# Aim of the exercise
Check every line below for the word "green" and copy each one that has it.

# Records provided
▼
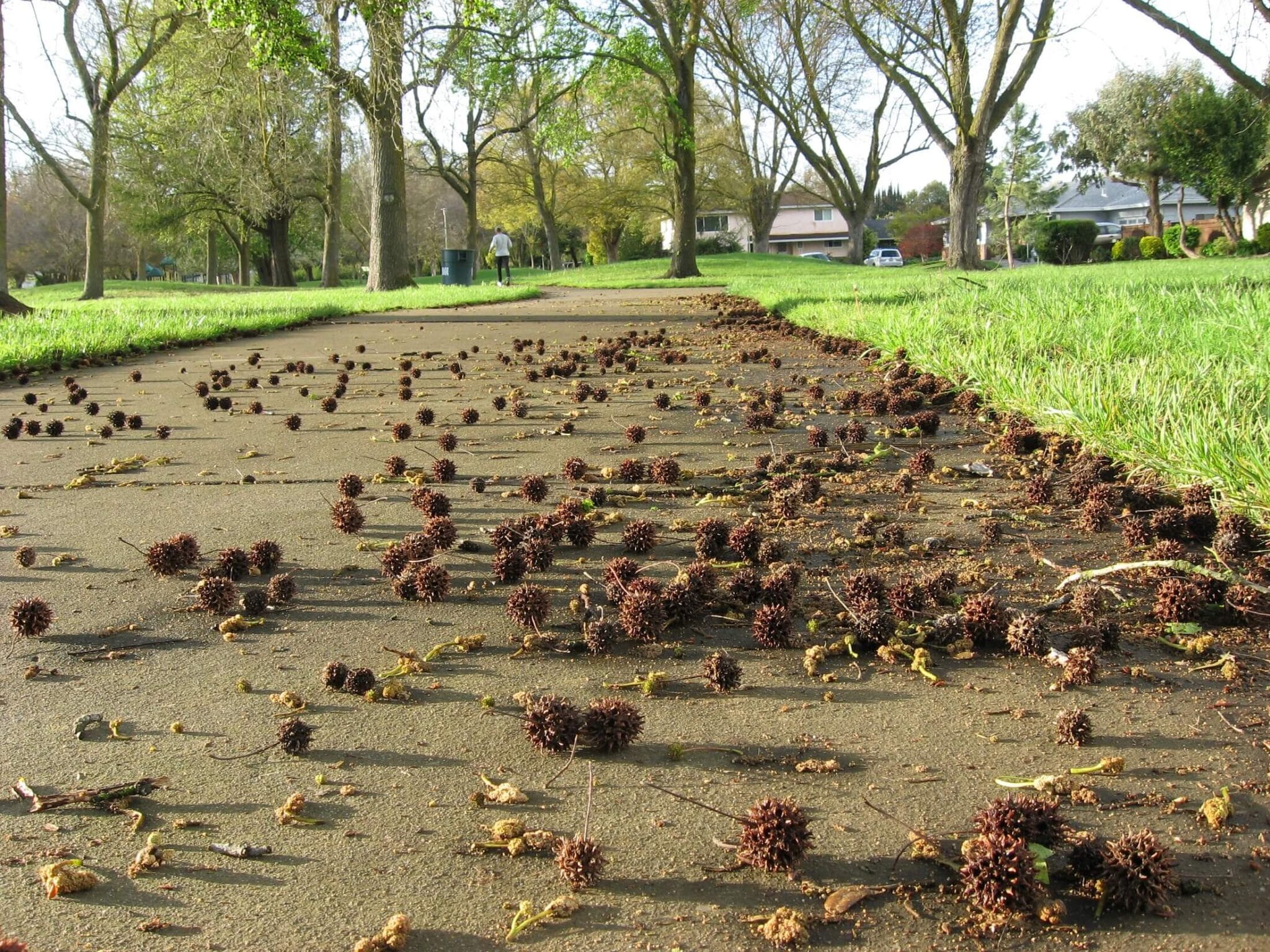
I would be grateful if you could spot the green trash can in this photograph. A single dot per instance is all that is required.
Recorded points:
▲
▼
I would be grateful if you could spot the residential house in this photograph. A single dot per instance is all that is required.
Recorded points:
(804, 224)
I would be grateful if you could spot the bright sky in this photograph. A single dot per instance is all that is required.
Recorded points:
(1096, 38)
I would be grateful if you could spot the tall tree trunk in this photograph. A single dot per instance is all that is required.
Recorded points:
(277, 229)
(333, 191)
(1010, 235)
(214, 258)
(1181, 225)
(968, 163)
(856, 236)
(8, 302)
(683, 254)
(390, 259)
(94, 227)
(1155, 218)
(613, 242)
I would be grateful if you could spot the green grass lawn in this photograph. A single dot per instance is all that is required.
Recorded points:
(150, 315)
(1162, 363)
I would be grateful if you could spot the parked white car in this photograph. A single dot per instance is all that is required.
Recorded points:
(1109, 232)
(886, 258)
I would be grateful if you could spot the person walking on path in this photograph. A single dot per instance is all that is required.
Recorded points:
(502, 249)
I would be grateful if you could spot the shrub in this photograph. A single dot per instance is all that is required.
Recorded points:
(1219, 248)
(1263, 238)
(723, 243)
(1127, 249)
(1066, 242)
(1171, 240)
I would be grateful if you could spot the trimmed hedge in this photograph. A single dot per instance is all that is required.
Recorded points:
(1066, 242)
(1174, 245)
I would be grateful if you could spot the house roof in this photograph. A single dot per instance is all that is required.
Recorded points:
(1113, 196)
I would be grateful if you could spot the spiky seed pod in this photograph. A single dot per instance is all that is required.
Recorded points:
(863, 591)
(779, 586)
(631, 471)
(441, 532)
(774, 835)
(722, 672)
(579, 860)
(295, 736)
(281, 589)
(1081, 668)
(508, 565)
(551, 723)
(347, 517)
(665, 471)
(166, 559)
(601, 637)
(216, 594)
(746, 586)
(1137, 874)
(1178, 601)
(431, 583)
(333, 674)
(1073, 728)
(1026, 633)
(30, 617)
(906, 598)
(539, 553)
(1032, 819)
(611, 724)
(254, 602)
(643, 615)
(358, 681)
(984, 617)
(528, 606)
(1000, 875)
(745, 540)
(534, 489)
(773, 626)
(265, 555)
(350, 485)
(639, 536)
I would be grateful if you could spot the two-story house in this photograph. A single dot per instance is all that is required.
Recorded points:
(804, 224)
▲
# Task response
I would be grateful if you could spot the green trash can in this photograph. A single dot per instance is all that is required.
I would be grateful if you could spot the green grass lawn in this photograph. A single dot per instance is all that is required.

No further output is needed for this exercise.